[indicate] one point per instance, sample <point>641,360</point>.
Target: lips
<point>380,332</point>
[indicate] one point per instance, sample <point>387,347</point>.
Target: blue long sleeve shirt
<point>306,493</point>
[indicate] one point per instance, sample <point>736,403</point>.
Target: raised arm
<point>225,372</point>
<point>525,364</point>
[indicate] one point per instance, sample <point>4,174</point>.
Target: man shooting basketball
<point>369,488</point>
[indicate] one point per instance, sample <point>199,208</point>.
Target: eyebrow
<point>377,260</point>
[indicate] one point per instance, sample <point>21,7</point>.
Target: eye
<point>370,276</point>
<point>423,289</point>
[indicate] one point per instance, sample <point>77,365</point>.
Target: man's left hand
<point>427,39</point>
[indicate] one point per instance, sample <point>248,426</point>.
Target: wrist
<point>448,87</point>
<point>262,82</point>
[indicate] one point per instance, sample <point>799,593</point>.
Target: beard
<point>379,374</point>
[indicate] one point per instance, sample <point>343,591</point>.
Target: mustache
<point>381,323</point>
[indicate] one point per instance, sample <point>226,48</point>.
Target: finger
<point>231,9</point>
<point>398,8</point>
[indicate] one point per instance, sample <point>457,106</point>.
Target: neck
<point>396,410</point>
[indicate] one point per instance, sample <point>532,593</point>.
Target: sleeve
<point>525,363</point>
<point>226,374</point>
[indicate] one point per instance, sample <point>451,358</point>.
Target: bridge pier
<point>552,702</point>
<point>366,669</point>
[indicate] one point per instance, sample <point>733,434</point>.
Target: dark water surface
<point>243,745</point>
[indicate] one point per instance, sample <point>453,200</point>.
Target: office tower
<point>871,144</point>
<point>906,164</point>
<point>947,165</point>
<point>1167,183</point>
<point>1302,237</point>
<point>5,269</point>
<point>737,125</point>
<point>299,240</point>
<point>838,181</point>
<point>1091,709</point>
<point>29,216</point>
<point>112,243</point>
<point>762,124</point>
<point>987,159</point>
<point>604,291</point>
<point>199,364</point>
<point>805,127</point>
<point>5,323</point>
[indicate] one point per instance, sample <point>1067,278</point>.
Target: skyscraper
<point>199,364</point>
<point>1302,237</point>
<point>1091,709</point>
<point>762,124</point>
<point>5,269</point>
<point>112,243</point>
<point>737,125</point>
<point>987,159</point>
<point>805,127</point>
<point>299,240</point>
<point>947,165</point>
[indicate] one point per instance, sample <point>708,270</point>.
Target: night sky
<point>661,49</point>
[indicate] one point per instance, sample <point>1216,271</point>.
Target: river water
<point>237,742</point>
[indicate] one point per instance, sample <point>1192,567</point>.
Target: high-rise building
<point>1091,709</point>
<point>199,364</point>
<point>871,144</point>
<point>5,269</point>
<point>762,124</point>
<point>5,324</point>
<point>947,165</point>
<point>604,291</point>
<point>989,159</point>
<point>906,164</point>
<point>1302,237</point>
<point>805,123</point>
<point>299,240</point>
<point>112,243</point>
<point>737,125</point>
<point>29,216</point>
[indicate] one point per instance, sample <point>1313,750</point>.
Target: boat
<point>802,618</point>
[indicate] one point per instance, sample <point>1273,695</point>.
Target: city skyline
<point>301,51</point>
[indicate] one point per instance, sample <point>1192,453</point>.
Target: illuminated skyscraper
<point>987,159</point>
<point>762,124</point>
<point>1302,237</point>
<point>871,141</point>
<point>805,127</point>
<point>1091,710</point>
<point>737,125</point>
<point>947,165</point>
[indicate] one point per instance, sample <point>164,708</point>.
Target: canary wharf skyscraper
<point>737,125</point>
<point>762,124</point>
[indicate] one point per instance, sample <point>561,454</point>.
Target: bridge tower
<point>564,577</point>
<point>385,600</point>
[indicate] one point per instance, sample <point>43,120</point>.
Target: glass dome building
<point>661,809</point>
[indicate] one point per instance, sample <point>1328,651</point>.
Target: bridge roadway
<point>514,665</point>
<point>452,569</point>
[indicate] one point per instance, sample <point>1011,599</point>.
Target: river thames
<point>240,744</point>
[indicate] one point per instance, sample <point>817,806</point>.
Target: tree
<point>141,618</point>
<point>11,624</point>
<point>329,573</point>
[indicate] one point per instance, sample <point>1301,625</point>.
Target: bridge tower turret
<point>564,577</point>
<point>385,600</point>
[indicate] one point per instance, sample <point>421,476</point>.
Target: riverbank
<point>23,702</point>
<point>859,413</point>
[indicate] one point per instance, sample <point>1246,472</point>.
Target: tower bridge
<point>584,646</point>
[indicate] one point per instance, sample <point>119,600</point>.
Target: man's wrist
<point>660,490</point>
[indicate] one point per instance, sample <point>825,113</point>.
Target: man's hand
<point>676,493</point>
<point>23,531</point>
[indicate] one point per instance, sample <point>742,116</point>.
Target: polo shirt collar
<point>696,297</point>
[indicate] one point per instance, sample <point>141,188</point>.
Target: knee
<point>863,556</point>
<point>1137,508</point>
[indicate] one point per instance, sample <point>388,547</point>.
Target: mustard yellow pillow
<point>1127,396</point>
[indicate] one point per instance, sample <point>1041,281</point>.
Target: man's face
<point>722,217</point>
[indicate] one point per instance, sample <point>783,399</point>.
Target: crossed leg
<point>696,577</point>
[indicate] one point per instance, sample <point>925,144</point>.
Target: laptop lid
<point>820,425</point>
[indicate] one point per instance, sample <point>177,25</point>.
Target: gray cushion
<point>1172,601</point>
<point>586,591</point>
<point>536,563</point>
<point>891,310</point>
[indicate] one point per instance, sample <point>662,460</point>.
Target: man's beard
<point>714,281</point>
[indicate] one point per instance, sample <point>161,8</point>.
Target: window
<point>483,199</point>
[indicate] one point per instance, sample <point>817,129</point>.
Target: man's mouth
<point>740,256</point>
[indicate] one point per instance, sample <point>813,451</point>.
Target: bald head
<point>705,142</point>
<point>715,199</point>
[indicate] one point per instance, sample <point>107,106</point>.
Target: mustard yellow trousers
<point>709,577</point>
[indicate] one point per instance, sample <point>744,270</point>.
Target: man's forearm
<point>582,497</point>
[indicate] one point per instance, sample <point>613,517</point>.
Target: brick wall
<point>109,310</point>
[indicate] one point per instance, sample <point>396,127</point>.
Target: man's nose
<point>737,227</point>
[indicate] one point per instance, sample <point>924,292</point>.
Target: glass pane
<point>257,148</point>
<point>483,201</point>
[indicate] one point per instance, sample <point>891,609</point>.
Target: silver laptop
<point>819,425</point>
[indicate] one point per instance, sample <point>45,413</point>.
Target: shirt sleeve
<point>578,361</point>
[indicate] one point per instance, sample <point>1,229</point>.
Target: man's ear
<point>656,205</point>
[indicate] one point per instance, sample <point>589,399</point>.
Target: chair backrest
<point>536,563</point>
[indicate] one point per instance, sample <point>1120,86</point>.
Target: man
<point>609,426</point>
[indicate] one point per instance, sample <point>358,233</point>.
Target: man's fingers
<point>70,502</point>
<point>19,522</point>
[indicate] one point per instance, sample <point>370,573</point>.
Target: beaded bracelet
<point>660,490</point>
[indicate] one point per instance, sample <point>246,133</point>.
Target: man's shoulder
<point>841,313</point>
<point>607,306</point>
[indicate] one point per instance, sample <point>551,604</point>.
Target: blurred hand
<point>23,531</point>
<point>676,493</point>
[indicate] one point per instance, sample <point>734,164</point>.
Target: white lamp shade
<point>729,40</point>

..........

WORK TO COMPLETE
Copy the items word for word, starting with the line that contains "instance, sample <point>343,591</point>." and going on through the line that contains "<point>237,742</point>", both lines included.

ANSWER TO THE PROBLEM
[indicate] one point per instance, sample <point>343,591</point>.
Target: mustache
<point>381,323</point>
[indicate] one point per instance, sample <point>226,48</point>.
Target: finger
<point>231,9</point>
<point>398,8</point>
[indicate] one point per instance, sample <point>457,106</point>.
Target: neck
<point>396,410</point>
[indicate] one point per instance, sample <point>532,593</point>.
Target: sleeve
<point>525,363</point>
<point>226,374</point>
[indicate] one point per instance, sample <point>451,358</point>.
Target: bridge pier
<point>552,702</point>
<point>366,669</point>
[indicate] one point per instance, sample <point>733,434</point>.
Target: dark water surface
<point>243,745</point>
[indicate] one point per instance, sample <point>453,200</point>.
Target: office tower
<point>871,144</point>
<point>906,164</point>
<point>947,165</point>
<point>1167,183</point>
<point>1302,237</point>
<point>5,269</point>
<point>737,125</point>
<point>299,240</point>
<point>838,181</point>
<point>1091,709</point>
<point>29,216</point>
<point>112,243</point>
<point>762,124</point>
<point>987,159</point>
<point>604,291</point>
<point>199,364</point>
<point>805,127</point>
<point>5,323</point>
[indicate] one point per instance, sample <point>1067,278</point>.
Target: skyscraper
<point>199,364</point>
<point>1302,237</point>
<point>1091,709</point>
<point>762,124</point>
<point>5,269</point>
<point>112,243</point>
<point>737,125</point>
<point>987,159</point>
<point>805,127</point>
<point>299,240</point>
<point>947,165</point>
[indicate] one point per instance, sample <point>708,270</point>.
Target: night sky
<point>661,49</point>
[indicate] one point per instance, sample <point>1216,271</point>.
Target: river water
<point>237,742</point>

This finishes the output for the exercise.